**Task prompt**
Find every line in the records below that contains the string "shadow" and copy each of those lines. The match is case-sensitive.

::: Records for this task

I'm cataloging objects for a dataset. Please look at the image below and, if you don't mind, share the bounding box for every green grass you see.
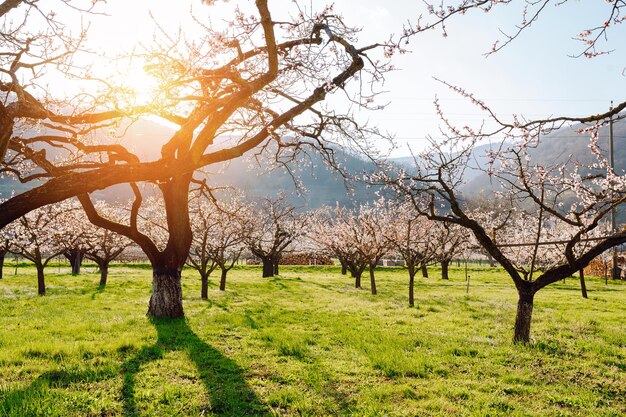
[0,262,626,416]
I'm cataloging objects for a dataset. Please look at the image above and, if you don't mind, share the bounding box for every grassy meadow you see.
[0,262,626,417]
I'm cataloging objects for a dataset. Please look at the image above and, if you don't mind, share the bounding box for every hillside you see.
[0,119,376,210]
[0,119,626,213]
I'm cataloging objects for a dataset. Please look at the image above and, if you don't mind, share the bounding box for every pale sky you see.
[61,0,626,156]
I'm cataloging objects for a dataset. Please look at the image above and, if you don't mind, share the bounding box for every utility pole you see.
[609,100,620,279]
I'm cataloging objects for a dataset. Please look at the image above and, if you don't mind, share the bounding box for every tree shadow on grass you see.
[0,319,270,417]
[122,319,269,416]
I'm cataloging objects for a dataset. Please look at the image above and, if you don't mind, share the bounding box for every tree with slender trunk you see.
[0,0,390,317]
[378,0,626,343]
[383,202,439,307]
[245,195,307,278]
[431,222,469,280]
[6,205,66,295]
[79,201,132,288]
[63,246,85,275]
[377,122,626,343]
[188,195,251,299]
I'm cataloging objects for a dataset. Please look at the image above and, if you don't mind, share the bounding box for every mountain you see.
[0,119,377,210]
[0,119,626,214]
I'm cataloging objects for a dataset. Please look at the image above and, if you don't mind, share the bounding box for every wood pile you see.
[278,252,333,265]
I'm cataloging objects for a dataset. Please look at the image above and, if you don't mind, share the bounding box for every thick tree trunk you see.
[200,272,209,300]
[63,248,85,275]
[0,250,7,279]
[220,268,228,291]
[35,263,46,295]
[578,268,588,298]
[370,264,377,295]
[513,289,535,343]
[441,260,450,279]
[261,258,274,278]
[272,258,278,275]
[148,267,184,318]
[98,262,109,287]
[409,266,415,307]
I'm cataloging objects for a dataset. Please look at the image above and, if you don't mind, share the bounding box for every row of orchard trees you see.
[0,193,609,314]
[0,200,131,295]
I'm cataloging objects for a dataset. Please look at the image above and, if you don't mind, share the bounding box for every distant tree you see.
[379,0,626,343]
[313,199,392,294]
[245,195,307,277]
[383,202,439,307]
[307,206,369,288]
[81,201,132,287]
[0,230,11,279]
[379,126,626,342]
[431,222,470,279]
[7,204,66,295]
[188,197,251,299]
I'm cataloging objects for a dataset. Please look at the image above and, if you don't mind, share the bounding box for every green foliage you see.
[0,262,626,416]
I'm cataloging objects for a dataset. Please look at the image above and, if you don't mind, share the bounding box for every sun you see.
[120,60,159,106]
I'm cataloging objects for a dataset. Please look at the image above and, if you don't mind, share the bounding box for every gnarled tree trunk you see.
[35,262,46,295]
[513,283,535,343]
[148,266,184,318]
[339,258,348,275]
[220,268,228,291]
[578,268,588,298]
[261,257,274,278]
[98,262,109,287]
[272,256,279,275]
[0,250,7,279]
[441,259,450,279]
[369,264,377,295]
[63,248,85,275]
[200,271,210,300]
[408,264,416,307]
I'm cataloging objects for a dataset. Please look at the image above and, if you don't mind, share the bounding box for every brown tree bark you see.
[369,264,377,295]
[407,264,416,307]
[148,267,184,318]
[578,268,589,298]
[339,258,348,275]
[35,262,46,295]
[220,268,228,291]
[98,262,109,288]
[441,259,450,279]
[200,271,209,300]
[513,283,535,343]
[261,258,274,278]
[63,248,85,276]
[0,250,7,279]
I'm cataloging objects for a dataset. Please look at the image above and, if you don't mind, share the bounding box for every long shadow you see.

::::::

**Completed task**
I'm cataloging objects for a dataset. Please look at the image above and, if you don't mind, share the bounding box for every tree shadow on grass you see.
I'm cataloging objects for a dataset. Please look at the image above and, if you don't mind, share the bounding box for every long shadow you see.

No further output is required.